- Parts of the exercise -
• A. Echo the part of the optimal-strategy excerpt that opens with the words containing "By virtue of" and closes with "stated as follows.".
• B. Render this sentence from the optimal-strategy excerpt in Spanish: "The main result of this section can be stated as follows."
• C. Answer these from the optimal-strategy excerpt:
(i) What is the heading of section 4?
(ii) Which time variable may be suppressed when no confusion occurs?
(iii) Under which assumption is Theorem 4.1 stated?

- Selected excerpt -
▼▼▼
By virtue of such steps, the Nash equilibrium response functional of the follower and \(\bar{x}=\bar{x}(u_{0})\) can be specified, given any admissible strategy announced by leaders. Given the optimal response of all followers, we can turn to solve the problem of the leader.

4 Optimal strategy of auxiliary problems

From now on, we might suppress time variable t in case no confusion occurs. As mentioned before, we focus on the auxiliary limiting LQG optimization problems, i.e., Problem (II) first.

4.1 Optimal strategy of the follower

The main result of this section can be stated as follows.

Theorem 4.1

Under assumption (H1), let \(u_{0}(\cdot )\in \mathcal{U}_{0}[0,T]\), \(\bar{x}(\cdot )\in L^{2}(0,T;\mathbb{R})\) be given. Then, for the initial value \(x_{i0}\), Problem (II)admits an optimal control \(\bar{u}_{i}(\cdot )\in \mathcal{U}_{i}[0,T]\) if and only if the following two conditions hold:

  1. (i)

    For \(i=1,2,\ldots ,N\), the adapted solution \((\bar{x}_{i}(\cdot ),\bar{y}_{i}(\cdot ),\bar{z}_{i}(\cdot ))\) to the FBSDE on \([0,T]\)
▲▲▲
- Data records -
▼▼▼
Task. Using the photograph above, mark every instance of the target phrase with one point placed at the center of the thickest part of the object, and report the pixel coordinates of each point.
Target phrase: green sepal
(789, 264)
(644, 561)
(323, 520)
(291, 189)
▲▲▲
- Worked solutions -
• A.
By virtue of such steps, the Nash equilibrium response functional of the follower and \(\bar{x}=\bar{x}(u_{0})\) can be specified, given any admissible strategy announced by leaders. Given the optimal response of all followers, we can turn to solve the problem of the leader.

4 Optimal strategy of auxiliary problems

From now on, we might suppress time variable t in case no confusion occurs. As mentioned before, we focus on the auxiliary limiting LQG optimization problems, i.e., Problem (II) first.

4.1 Optimal strategy of the follower

The main result of this section can be stated as follows.

• B. El resultado principal de esta sección puede enunciarse de la siguiente manera.

• C.
(i) Optimal strategy of auxiliary problems
(ii) t
(iii) (H1)